◆ Dataset records
- - -

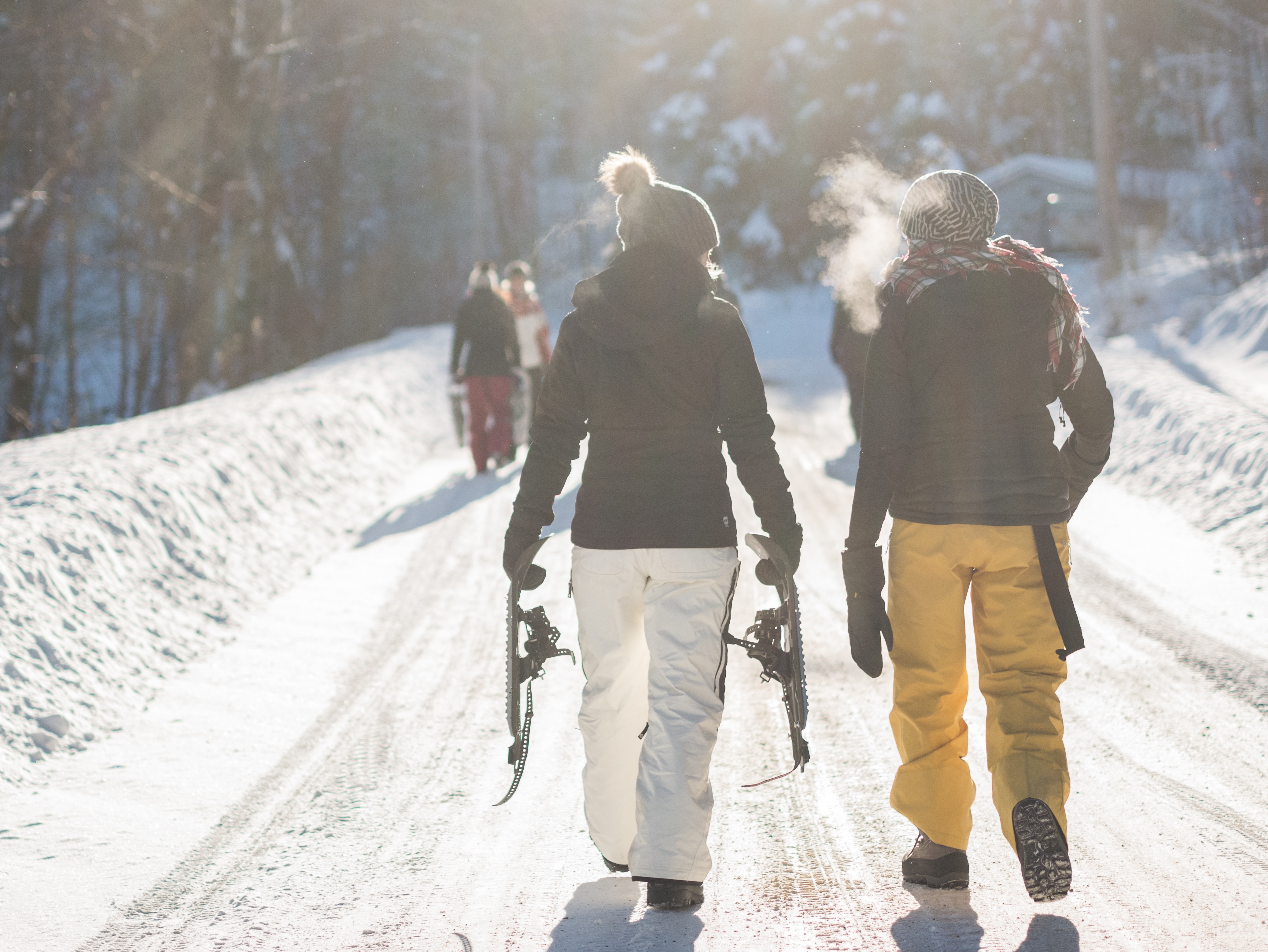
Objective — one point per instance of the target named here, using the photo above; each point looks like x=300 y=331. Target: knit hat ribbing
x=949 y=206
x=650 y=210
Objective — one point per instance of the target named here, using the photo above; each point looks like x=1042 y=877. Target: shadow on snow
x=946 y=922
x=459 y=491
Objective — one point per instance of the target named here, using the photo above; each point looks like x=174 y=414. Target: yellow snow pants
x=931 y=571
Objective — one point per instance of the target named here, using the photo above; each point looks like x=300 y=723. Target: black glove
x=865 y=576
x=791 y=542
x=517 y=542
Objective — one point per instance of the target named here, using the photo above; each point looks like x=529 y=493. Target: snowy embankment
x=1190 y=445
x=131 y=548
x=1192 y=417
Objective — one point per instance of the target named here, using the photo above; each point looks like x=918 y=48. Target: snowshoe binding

- - -

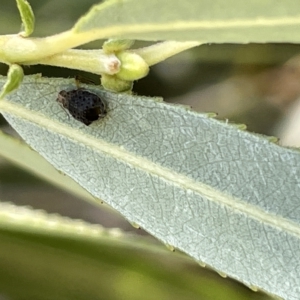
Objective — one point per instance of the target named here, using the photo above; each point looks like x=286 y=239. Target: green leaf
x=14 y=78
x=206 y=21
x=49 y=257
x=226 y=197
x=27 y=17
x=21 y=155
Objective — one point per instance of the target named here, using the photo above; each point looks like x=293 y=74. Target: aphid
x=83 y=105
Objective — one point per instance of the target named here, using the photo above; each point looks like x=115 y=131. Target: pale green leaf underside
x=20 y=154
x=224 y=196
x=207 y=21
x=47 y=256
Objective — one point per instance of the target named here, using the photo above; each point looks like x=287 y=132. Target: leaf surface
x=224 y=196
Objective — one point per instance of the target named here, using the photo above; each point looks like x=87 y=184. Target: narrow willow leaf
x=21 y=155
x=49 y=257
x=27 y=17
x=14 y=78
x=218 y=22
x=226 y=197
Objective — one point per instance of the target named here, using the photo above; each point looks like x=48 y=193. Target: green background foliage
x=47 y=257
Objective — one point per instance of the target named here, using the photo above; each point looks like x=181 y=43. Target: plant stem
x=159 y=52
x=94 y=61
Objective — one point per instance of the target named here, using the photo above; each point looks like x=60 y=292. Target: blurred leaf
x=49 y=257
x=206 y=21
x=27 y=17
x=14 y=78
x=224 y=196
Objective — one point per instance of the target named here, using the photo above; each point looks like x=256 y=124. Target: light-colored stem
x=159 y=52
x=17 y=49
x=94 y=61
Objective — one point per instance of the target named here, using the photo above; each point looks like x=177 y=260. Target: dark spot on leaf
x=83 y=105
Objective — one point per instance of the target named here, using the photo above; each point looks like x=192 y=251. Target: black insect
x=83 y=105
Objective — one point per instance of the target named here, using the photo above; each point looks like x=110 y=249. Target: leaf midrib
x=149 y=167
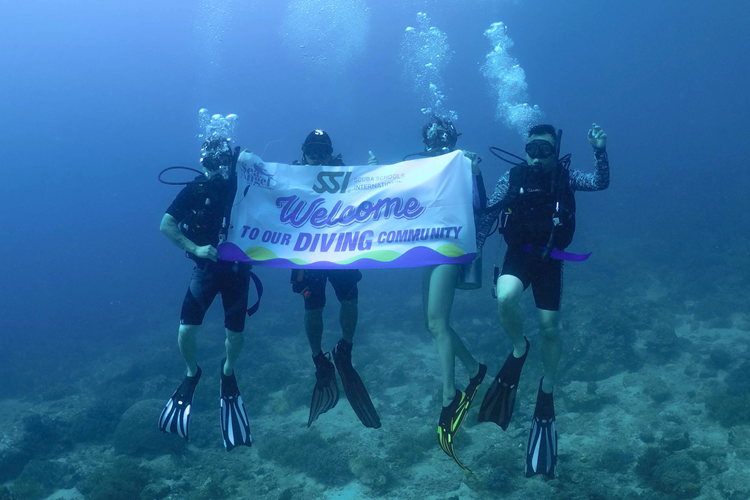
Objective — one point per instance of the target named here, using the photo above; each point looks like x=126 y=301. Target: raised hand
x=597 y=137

- - -

◆ Problem statement
Format everything from the line containing "knit hat ribbing" down to the line containing "x=1192 y=417" as a two-column CSV with the columns label_request and points. Give one line per row, put each field in quotes, and replace any line breaks with spaces.

◆ Response
label_request,points
"Objective — one point per instance of the target named here, using the photo above; each point looks like x=300 y=331. Target: knit hat ribbing","x=949 y=206 x=650 y=210"
"Objective — one point per instance of the target named here, using the photo above; each point looks like x=1042 y=877. Target: shadow on snow","x=946 y=922 x=459 y=491"
"Objective — one point per instance of the target named here, using the photo above; each point looks like x=174 y=414. Target: yellow snow pants","x=931 y=571"
"Objective — one point per instance of the target named here, using the photo above; each point looks like x=300 y=723. Target: black glove","x=865 y=576 x=791 y=542 x=517 y=542"
"Objective — one point per instance of the target named here, using the photo above; each point looks like x=529 y=493. Target: snowy embankment","x=1190 y=445 x=131 y=548 x=1192 y=417"